Top of Supplied information
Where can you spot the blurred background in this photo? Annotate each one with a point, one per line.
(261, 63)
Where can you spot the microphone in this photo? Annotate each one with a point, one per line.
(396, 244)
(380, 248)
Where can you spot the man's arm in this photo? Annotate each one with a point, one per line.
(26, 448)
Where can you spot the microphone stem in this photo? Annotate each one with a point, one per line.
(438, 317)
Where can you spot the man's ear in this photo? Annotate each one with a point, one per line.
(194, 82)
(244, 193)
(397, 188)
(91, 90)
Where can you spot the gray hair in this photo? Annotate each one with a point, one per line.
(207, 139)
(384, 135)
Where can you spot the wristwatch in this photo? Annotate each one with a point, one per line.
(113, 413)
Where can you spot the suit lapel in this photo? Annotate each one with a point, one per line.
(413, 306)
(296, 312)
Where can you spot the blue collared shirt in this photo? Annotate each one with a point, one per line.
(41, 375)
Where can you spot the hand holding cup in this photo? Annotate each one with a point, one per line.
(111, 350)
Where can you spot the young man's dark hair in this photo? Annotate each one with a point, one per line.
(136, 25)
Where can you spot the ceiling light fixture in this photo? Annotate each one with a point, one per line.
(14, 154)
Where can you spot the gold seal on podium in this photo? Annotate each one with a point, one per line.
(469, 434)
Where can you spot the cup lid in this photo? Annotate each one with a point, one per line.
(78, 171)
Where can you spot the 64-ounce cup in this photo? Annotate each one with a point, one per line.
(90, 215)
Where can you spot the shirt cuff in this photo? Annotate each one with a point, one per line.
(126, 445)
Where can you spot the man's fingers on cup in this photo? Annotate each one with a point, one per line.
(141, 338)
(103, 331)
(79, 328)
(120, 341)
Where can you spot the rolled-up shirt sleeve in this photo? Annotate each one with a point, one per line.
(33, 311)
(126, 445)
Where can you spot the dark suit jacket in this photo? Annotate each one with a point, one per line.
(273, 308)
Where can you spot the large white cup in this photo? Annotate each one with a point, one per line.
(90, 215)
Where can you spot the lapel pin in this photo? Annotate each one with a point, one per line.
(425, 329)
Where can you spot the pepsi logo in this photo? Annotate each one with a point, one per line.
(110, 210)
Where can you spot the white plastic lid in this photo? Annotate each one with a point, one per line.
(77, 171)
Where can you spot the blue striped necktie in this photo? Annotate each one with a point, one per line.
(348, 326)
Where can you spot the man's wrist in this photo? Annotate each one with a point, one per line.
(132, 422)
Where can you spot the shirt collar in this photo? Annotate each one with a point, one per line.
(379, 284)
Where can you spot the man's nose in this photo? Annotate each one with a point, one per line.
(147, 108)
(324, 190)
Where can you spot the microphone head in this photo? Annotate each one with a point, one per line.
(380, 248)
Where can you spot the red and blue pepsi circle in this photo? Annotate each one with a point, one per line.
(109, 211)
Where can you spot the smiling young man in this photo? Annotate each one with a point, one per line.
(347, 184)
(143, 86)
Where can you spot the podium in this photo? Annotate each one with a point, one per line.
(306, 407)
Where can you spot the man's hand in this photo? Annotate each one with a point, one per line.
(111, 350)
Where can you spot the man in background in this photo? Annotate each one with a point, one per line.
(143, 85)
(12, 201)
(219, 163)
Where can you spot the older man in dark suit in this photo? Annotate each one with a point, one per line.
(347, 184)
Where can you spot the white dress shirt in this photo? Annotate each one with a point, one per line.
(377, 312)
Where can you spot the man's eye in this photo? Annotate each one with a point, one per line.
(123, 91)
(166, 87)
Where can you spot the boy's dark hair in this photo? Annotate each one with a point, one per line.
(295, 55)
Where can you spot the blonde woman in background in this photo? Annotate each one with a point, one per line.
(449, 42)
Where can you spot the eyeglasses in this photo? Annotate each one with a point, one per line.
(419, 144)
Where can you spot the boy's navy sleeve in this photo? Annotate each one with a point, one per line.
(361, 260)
Bottom of Supplied information
Reproduce exactly the stretch of lines that starts at the one containing "Where can you spot the boy's dark" and ends with the final line of the data, including both ends and nothing more.

Where can you spot the boy's dark hair in this photo? Annotate each one with a point, one per line.
(295, 55)
Where can you spot the blonde woman in background in this photo? Annotate each one with a point, one per line.
(449, 42)
Where can you spot the eyeglasses in this photo? Annotate each one with a point, one per line.
(419, 144)
Where can you spot the boy's navy sleeve in this photo? Annotate each one with a point, one per line.
(361, 260)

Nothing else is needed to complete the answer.